## [Work instructions]
In the 2015 MLB Draft preview, on what date are the top high school pitchers and hitters expected to go in the first round?
--- START Document excerpt ---
With the 2015 MLB Draft less than a week away, several players have separated themselves from the pack and appear destined to become stars at the next level. College pitchers usually have the best chance to make an immediate impact at the big league level, because they don’t always require Minor League fine tuning. High school players are a lot different, with even the most advanced players needing a couple of years in the Minors.
Investing in a high school pick early on in the MLB Draft always comes with a bit of a risk. Will they not sign and head to college? Will they be able to transition to the life of Minor League baseball? With so much uncertainty, it is important that a team knows the high school player, and knows them well.
For us at Grading on the Curve, quality high school players offer a lot to look forward to, as we get a chance to track their careers as they advance through their team’s systems. The top five picks are as uncertain as any year, with a number of possible candidates. The following are the top five most intriguing high school pitchers and hitters that should all go in the first round on June 8th.
Next: High School Pitchers
Sep 3, 2014; St. Petersburg, FL, USA; Toronto Blue Jays relief pitcher Aaron Sanchez (41) throws the ball during the ninth inning against the Tampa Bay Rays at Tropicana Field. The Blue Jays won 7-4. Mandatory Credit: Kim Klement-USA TODAY Sports
1. Mike Nikorak, RHP, Stroudsburg H.S. (PA)
--- END Document excerpt ---
--- START Data extract ---
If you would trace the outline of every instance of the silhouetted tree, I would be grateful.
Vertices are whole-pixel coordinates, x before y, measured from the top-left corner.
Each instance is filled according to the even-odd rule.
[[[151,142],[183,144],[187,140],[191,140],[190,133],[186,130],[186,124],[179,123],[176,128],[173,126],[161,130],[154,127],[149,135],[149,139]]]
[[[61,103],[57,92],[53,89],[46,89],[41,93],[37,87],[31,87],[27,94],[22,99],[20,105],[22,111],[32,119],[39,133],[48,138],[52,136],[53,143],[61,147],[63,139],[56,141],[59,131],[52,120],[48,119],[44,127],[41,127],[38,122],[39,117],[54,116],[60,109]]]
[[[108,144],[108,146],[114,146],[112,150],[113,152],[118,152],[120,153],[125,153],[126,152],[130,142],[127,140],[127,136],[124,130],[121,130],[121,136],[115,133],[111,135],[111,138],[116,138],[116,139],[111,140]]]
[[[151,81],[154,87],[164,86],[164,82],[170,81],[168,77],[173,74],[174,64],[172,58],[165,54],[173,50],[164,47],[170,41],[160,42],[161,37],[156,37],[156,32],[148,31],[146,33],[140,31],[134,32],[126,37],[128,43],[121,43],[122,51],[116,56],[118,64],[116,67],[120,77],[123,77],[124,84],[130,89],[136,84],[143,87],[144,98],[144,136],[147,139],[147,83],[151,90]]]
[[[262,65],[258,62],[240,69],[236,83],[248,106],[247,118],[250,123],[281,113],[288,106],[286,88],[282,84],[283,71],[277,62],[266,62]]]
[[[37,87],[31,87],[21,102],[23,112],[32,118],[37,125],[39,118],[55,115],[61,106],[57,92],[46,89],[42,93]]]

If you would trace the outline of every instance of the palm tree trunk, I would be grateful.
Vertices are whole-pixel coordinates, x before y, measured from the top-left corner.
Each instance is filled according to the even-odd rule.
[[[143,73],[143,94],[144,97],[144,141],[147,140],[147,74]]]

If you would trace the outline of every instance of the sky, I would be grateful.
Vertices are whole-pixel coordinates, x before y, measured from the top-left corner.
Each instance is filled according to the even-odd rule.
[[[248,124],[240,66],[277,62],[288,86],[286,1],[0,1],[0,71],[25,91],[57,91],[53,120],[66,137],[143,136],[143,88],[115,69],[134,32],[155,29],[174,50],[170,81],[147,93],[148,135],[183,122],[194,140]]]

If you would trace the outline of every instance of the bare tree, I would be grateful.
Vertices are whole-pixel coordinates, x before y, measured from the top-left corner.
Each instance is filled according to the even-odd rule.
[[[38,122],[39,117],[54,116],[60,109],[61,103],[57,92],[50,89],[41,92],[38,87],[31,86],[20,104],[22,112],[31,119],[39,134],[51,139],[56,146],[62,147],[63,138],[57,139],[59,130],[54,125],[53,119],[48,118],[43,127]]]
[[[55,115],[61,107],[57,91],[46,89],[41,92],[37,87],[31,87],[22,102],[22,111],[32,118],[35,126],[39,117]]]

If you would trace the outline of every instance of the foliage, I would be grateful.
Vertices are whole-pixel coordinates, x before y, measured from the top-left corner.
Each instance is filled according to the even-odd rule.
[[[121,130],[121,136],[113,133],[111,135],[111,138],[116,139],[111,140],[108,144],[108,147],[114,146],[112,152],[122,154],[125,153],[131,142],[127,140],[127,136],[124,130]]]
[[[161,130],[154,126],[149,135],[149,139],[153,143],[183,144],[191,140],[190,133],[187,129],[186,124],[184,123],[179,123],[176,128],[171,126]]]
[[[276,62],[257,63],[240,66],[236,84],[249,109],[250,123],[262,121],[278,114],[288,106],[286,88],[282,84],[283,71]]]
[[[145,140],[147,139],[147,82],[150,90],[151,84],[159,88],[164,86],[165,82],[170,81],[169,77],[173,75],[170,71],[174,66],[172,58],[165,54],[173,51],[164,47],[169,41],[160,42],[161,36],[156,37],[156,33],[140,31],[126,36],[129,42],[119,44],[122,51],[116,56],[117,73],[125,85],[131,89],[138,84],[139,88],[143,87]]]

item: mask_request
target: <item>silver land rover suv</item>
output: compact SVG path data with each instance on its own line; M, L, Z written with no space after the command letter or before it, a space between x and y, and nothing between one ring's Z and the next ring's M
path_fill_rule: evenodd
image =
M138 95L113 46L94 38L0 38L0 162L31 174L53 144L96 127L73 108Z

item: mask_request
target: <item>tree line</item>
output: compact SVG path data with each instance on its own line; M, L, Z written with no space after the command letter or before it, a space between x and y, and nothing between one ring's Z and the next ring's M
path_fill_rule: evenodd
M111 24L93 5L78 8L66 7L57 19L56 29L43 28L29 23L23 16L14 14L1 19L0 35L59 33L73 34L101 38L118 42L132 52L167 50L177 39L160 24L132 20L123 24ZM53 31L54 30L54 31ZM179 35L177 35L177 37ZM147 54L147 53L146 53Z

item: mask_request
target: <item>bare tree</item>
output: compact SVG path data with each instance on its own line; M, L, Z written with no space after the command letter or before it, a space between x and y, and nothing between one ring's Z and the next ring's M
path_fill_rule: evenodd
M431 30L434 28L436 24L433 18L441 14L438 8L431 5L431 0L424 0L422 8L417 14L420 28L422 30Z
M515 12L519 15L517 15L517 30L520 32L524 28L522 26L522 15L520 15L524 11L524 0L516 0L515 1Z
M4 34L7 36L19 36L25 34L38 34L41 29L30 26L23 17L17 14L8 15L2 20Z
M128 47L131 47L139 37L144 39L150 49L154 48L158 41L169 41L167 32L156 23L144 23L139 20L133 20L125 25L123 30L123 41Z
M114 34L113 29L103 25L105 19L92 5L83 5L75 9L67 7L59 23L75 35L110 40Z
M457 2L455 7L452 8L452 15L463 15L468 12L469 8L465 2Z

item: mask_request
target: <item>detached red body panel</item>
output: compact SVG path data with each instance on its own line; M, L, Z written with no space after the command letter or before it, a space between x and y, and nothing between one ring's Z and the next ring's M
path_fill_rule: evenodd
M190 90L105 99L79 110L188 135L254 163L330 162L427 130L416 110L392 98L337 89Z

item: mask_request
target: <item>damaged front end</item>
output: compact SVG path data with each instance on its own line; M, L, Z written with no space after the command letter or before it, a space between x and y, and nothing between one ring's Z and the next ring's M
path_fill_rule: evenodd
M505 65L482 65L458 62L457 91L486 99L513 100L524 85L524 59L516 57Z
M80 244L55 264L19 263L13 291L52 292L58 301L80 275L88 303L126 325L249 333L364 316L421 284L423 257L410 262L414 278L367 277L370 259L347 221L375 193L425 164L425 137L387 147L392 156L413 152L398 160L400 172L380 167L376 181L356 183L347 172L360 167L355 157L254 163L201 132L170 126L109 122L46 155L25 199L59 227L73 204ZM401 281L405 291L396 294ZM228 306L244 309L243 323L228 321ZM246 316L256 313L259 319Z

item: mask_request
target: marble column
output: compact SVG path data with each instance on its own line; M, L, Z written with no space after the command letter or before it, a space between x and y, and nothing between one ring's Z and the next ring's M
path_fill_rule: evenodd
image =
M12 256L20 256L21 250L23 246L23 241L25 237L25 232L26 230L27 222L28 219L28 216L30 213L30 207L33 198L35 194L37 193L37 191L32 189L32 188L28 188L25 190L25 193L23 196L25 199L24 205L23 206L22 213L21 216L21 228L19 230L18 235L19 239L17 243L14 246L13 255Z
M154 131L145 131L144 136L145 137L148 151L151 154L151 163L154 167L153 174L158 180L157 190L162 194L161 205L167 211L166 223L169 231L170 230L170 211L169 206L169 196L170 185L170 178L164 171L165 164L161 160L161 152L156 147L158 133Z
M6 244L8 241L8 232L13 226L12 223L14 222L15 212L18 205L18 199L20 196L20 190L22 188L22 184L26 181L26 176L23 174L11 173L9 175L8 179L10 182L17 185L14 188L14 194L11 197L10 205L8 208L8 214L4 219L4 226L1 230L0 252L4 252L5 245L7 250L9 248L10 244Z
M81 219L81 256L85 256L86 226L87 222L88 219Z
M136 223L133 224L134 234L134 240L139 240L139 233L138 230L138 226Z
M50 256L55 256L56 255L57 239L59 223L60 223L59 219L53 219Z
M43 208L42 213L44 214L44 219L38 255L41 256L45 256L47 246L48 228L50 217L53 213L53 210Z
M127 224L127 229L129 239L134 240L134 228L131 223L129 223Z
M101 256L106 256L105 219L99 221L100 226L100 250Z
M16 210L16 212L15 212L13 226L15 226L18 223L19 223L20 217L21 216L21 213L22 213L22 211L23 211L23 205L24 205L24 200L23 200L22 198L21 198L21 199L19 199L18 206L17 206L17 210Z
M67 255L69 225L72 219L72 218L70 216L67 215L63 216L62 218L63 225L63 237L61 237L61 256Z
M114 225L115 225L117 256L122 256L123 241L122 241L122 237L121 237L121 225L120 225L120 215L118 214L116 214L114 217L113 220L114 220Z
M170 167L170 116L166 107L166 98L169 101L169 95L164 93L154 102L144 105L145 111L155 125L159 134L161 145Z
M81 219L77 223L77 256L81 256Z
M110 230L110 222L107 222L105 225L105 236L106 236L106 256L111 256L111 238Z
--- END Data extract ---
--- START Data extract ---
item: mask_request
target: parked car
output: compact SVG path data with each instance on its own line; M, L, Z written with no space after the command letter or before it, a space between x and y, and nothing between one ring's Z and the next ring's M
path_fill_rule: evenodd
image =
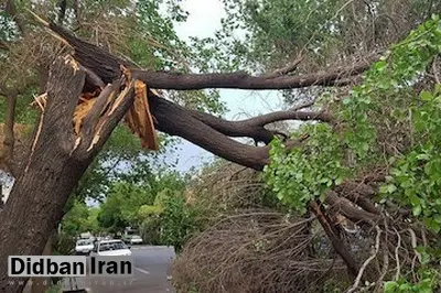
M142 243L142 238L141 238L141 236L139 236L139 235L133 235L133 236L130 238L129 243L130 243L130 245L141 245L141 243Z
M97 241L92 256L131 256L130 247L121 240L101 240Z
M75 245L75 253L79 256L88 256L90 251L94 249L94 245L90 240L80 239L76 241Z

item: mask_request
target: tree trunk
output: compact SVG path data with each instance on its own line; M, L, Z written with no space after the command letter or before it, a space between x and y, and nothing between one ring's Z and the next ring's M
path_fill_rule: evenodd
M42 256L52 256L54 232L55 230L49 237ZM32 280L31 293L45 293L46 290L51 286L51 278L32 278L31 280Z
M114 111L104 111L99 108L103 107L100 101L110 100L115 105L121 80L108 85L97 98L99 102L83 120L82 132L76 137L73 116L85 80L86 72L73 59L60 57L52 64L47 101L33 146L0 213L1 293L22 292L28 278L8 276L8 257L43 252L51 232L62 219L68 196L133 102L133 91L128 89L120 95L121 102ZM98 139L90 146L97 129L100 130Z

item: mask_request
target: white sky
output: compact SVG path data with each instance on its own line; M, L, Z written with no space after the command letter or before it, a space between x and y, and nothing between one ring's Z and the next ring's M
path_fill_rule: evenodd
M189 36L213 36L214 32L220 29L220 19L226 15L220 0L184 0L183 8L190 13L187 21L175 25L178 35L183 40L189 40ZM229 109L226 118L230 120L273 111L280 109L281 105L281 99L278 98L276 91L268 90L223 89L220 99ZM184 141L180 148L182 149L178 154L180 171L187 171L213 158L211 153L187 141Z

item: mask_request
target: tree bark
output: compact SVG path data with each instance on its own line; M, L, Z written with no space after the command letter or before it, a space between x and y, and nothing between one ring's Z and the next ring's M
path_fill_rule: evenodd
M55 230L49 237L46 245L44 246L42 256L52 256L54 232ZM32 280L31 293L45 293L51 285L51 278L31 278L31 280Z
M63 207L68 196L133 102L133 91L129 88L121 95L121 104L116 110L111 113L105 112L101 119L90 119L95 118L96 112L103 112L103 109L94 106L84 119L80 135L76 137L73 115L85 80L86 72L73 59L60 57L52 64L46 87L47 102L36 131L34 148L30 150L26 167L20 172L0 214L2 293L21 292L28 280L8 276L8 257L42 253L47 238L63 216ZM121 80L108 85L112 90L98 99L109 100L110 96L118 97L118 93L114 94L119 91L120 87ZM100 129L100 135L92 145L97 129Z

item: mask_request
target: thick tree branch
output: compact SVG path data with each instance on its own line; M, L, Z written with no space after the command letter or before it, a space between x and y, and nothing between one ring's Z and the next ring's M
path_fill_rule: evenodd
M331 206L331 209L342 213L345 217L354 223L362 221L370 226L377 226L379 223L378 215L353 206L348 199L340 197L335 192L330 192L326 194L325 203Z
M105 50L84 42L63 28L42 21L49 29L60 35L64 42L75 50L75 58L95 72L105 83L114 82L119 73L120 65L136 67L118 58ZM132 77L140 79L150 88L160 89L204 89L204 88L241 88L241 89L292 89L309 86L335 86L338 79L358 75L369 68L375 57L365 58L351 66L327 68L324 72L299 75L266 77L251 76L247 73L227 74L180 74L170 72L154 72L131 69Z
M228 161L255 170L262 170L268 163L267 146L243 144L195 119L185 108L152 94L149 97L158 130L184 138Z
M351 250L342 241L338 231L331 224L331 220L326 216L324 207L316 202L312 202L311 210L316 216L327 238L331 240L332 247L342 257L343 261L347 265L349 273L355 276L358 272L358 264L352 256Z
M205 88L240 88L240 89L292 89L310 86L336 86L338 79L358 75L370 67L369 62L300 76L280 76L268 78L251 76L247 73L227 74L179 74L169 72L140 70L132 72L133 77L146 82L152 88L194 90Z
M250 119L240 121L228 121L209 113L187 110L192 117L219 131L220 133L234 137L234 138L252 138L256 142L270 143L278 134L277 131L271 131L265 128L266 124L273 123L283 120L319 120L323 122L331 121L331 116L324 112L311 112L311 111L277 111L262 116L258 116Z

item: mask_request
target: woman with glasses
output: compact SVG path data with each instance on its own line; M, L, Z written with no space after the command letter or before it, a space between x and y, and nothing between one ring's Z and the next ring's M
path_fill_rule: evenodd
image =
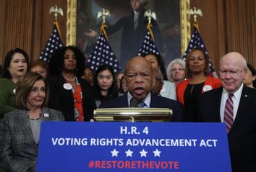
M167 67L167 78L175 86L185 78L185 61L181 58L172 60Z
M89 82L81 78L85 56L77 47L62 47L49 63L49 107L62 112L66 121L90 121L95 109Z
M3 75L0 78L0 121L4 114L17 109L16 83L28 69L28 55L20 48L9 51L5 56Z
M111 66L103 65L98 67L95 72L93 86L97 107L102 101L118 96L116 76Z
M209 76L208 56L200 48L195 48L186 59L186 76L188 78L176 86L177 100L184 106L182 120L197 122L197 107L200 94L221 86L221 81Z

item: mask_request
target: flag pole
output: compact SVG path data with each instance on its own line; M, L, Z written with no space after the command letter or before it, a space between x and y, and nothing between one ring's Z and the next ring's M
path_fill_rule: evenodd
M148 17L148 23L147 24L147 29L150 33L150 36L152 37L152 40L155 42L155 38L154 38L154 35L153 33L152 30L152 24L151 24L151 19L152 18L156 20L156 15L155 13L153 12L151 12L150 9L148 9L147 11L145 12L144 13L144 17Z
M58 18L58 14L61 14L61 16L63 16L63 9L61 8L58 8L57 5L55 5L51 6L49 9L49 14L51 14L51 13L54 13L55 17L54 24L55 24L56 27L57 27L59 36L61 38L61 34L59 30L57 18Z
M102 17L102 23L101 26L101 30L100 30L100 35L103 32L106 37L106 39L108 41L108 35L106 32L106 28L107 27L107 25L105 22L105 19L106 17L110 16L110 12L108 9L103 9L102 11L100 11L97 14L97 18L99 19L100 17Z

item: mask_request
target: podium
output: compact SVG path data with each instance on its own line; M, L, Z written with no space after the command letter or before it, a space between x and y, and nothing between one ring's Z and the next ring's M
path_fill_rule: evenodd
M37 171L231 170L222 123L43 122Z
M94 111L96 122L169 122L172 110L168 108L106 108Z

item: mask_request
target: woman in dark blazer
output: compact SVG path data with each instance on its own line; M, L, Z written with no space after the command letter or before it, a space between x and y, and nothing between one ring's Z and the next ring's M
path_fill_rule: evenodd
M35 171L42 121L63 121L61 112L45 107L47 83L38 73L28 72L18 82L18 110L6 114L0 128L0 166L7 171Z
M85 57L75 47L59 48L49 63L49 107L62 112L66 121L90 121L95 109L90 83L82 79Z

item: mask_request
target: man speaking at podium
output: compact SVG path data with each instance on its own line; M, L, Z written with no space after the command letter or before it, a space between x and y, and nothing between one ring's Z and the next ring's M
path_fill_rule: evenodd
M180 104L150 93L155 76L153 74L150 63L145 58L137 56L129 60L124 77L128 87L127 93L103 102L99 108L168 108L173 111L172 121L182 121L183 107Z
--- END Data extract ---
## [Task result]
June 8th.